Location annotation dataset excerpts

══════════

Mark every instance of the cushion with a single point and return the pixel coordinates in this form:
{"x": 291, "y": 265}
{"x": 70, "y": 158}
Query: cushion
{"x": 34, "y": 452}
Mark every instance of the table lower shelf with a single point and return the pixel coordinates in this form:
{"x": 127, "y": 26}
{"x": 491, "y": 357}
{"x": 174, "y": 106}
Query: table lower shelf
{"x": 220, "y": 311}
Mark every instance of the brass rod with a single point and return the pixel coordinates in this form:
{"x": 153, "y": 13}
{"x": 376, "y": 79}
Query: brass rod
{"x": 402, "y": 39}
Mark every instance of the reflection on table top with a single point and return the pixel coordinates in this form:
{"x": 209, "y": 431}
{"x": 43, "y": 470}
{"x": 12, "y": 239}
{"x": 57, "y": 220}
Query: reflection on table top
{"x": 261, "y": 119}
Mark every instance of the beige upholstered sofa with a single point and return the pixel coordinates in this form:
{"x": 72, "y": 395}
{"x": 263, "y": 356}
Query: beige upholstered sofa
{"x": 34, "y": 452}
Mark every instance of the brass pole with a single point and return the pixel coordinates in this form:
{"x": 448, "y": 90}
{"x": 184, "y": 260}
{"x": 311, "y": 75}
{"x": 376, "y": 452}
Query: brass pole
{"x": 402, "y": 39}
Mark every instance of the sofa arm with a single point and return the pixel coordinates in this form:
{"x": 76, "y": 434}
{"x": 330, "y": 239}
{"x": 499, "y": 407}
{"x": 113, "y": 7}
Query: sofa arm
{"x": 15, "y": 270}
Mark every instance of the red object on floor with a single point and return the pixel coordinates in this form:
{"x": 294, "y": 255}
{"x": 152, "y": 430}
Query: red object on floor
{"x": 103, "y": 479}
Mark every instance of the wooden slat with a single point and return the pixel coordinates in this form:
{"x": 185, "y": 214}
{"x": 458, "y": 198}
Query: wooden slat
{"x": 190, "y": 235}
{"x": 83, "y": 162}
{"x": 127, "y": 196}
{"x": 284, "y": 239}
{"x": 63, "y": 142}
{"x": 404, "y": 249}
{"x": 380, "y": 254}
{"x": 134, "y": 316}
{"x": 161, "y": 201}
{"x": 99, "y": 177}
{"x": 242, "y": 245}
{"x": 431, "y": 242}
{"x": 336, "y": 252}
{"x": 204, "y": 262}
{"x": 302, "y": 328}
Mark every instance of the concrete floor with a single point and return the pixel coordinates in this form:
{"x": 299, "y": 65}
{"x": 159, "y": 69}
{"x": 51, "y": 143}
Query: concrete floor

══════════

OBJECTIVE: Format every line of the rows above as a numbered list, one line per item, and leave out any blank lines.

SOLUTION FOR THIS TASK:
1. Mark every instance of the cushion with a single point and return the pixel coordinates in this form:
2. {"x": 291, "y": 265}
3. {"x": 70, "y": 158}
4. Query: cushion
5. {"x": 34, "y": 452}
6. Mark every instance of the table lower shelf with a single point and return the pixel coordinates in this form:
7. {"x": 127, "y": 26}
8. {"x": 491, "y": 357}
9. {"x": 174, "y": 106}
10. Query: table lower shelf
11. {"x": 220, "y": 311}
12. Mark every instance of the brass rod with a single point and return the pixel coordinates in this form:
13. {"x": 153, "y": 13}
14. {"x": 376, "y": 79}
15. Query: brass rod
16. {"x": 402, "y": 39}
17. Mark every instance of the reflection on table top with a single point and return the pixel coordinates in this form:
18. {"x": 209, "y": 431}
19. {"x": 43, "y": 470}
20. {"x": 12, "y": 239}
21. {"x": 57, "y": 220}
22. Query: reflection on table top
23. {"x": 261, "y": 119}
24. Mark every instance of the beige upholstered sofa with a single point and return the pixel coordinates in this form:
25. {"x": 72, "y": 395}
26. {"x": 263, "y": 356}
27. Query: beige upholstered sofa
28. {"x": 34, "y": 452}
29. Mark every instance of the brass pole with a single point and return the pixel coordinates in this form:
30. {"x": 448, "y": 90}
31. {"x": 184, "y": 260}
32. {"x": 311, "y": 75}
33. {"x": 376, "y": 452}
34. Query: brass pole
35. {"x": 402, "y": 39}
36. Mark every instance of the sofa arm with a single point and return the pixel coordinates in this form:
37. {"x": 76, "y": 434}
38. {"x": 330, "y": 239}
39. {"x": 499, "y": 407}
40. {"x": 113, "y": 7}
41. Query: sofa arm
42. {"x": 15, "y": 270}
43. Mark every instance of the red object on floor with a single point and return the pixel coordinates in this form:
44. {"x": 294, "y": 255}
45. {"x": 152, "y": 430}
46. Query: red object on floor
47. {"x": 103, "y": 479}
48. Mark every instance of the wooden slat with a single point and return the pixel coordinates in this form:
49. {"x": 185, "y": 214}
50. {"x": 458, "y": 198}
51. Query: wooden slat
52. {"x": 190, "y": 235}
53. {"x": 83, "y": 162}
54. {"x": 127, "y": 196}
55. {"x": 284, "y": 239}
56. {"x": 63, "y": 142}
57. {"x": 404, "y": 249}
58. {"x": 380, "y": 254}
59. {"x": 134, "y": 316}
60. {"x": 161, "y": 201}
61. {"x": 99, "y": 177}
62. {"x": 242, "y": 245}
63. {"x": 431, "y": 242}
64. {"x": 336, "y": 252}
65. {"x": 204, "y": 262}
66. {"x": 302, "y": 328}
67. Mark every instance of the concrete floor with a single point and return the pixel coordinates in this form:
68. {"x": 299, "y": 65}
69. {"x": 159, "y": 69}
70. {"x": 51, "y": 143}
71. Query: concrete floor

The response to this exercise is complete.